Задание => Продолжите приведенное ниже предисловие к книге о свободном танце, начав сразу после его последнего предложения.

Исходный отрывок =>
======
Предисловие

Наверное, все началось с Юлии Борисовны (фамилию не помню), балерины на пенсии. Она руководила кружком хореографии в соседнем доме культуры, куда мама привела семилетнюю меня. Бедная Юлия Борисовна выступила скорее демотиватором. И дело даже не в том, что она держала детей в строгости – преподавая так, как когда-то учили ее саму в хореографическом училище. Как известно, балет требует точных движений по жестко фиксированным позициям и вполне определенного телосложения. Ничего этого у меня не было, и на занятиях я постоянно чувствовала себя хуже и ниже других детей. Позанимавшись год, я с облегчением покинула кружок. Но танцевать хотела всегда – на дискотеках, как только включали музыку, как будто какой-то чертик выскакивал изнутри, заставляя меня плясать. Достигнув возраста, который у балерин считается пенсионным, я занялась, наконец, танцем систематически. Это был не «классический», а «свободный» или «естественный» танец – в той его версии, которая сложилась в нашей стране в начале ХХ века под сильным влиянием Айседоры Дункан. Своя техника и свои критерии к выполнению движения там тоже существуют, но на первое место ставится другое: наслаждение музыкой, удовольствие от импровизации, радость совместного движения. Оказалось, что я попала в живую традицию, которая передавалась из поколения в поколение – как говорят танцовщики, «из ног в ноги», – и о которой окружающий мир знал очень мало. По роду деятельности я историк и с интересом стала изучать историю и философию этого направления. К этому времени я уже защитила диссертацию о советском физиологе движений Н. А. Бернштейне, который лучше всех в научном мире знал, что такое ловкость. Мне оставалось только эту ловкость в танце приобрести. Однако, сколько ни учила я «естественные» движения «свободного» танца, до совершенства было далеко. Встали вопросы: в чем же «свобода» этого танца, почему его движения, считающиеся «естественными», приходится тренировать? – и много других каверзных вопросов. Как попытка на них ответить и появилась эта книга. Она – о свободном, пластическом танце, или раннем танце модерн, о его создателях, эстетических принципах и его судьбе в нашей стране.
======
Данные =>
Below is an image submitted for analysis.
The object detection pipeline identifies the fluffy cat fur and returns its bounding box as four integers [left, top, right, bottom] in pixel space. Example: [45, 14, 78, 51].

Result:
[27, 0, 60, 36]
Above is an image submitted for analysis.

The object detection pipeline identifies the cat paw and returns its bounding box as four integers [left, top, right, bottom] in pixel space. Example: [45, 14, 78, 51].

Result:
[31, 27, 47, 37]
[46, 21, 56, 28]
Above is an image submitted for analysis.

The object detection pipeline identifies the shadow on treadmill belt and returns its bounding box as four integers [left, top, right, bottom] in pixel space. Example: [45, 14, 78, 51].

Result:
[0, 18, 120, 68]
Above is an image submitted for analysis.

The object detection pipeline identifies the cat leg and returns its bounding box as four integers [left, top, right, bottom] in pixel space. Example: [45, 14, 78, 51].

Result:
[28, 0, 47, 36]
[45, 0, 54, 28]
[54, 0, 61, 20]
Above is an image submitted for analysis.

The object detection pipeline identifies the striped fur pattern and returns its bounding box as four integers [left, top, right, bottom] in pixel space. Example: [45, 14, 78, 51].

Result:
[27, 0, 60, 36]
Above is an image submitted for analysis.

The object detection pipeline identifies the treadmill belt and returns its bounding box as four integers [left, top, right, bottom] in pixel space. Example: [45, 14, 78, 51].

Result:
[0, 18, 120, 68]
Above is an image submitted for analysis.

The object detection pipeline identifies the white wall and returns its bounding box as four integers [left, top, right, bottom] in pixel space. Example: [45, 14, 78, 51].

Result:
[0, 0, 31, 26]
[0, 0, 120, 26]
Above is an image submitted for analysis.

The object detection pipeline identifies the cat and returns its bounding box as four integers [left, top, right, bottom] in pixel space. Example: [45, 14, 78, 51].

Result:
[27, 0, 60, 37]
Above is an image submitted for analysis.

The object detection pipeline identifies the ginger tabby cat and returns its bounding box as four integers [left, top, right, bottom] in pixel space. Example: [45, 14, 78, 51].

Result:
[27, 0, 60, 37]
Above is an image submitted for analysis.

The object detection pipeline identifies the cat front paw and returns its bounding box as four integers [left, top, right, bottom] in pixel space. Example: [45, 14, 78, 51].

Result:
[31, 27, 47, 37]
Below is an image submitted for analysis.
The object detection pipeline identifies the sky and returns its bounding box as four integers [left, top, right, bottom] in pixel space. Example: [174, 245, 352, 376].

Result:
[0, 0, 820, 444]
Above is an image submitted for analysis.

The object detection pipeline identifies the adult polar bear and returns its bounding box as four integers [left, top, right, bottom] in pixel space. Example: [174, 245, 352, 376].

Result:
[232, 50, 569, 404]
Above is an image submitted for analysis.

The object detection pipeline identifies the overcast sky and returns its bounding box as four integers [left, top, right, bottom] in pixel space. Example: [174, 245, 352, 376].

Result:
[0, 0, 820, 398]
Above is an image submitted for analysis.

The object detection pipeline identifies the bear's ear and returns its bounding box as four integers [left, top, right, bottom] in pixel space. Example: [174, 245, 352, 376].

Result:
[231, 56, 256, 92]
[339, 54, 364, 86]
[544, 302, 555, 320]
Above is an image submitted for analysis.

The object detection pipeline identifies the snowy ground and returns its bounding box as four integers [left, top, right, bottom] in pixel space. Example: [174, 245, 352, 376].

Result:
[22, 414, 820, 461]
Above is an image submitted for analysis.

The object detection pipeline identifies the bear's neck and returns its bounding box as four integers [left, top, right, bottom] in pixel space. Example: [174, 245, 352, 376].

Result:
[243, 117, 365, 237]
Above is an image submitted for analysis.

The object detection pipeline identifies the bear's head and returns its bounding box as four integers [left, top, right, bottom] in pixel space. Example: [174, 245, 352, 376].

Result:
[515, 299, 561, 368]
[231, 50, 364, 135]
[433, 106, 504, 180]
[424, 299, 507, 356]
======
Ответ =>
О танце много писали как об одном из видов искусства – искусстве сценическом, части театра. Но танец больше, чем сцена, – это особая культура, целый «жизненный мир». В феноменологии под «жизненным миром» понимают «универсум значений, всеохватывающий горизонт чувственных, волевых и теоретических актов»[1]. То, что танец представляет собой такой универсум, со своим набором практик и эстетик, своими ценностями и задачами – иногда почти мессианскими, стало ясно в начале ХХ столетия. Амбиции его создателей не ограничивались сценой: эти люди чувствовали себя не просто танцовщиками и хореографами, а – визионерами, философами, культуртрегерами. Из «выставки хорошеньких ножек» и «послеобеденной помощи пищеварению»[2] они хотели превратить танец в высокое искусство, сделать, по словам балетмейстера Федора Лопухова, «шагом Бога»[3]. В новом танце им виделся росток культуры будущего – культуры нового человечества. Наверное, поэтому в реформаторы танца попали в том числе изначально не театральные люди – такие, как швейцарский композитор и педагог Эмиль Жак-Далькроз или создатель антропософии Рудольф Штайнер. Далькроз основал свой Институт ритмики с «религиозным трепетом»; имея уже полтысячи учеников, он мечтал, что ритмика станет искусством универсальным и завоюет весь мир. Штайнер создавал свою «эвритмию» как молитву в танце, как часть антропософии – религии нового человека.

С помощью танца Айседора Дункан хотела приблизить приход свободного и счастливого человечества; она обращалась не только к эстетическим чувствам своих современников, но и к их евгеническим помыслам, говорила о «красоте и здоровье женского тела», «возврате к первобытной силе и естественным движениям», о «развитии совершенных матерей и рождении здоровых детей». В танце, говоря языком Мишеля Фуко, она видела «новую человеческую технологию», которая поможет пересоздать личность. Ее программная статья «Танец будущего» (1903) – парафраза артистического манифеста Рихарда Вагнера – вдохновила не меньше сердец, чем ее знаменитый предшественник[4]. Танец Айседоры вкупе с ее философией привлекли меценатов, давших деньги на создание школ танца в Германии, России и Франции – школ, из которых должны были выйти первые представители нового, танцующего человечества.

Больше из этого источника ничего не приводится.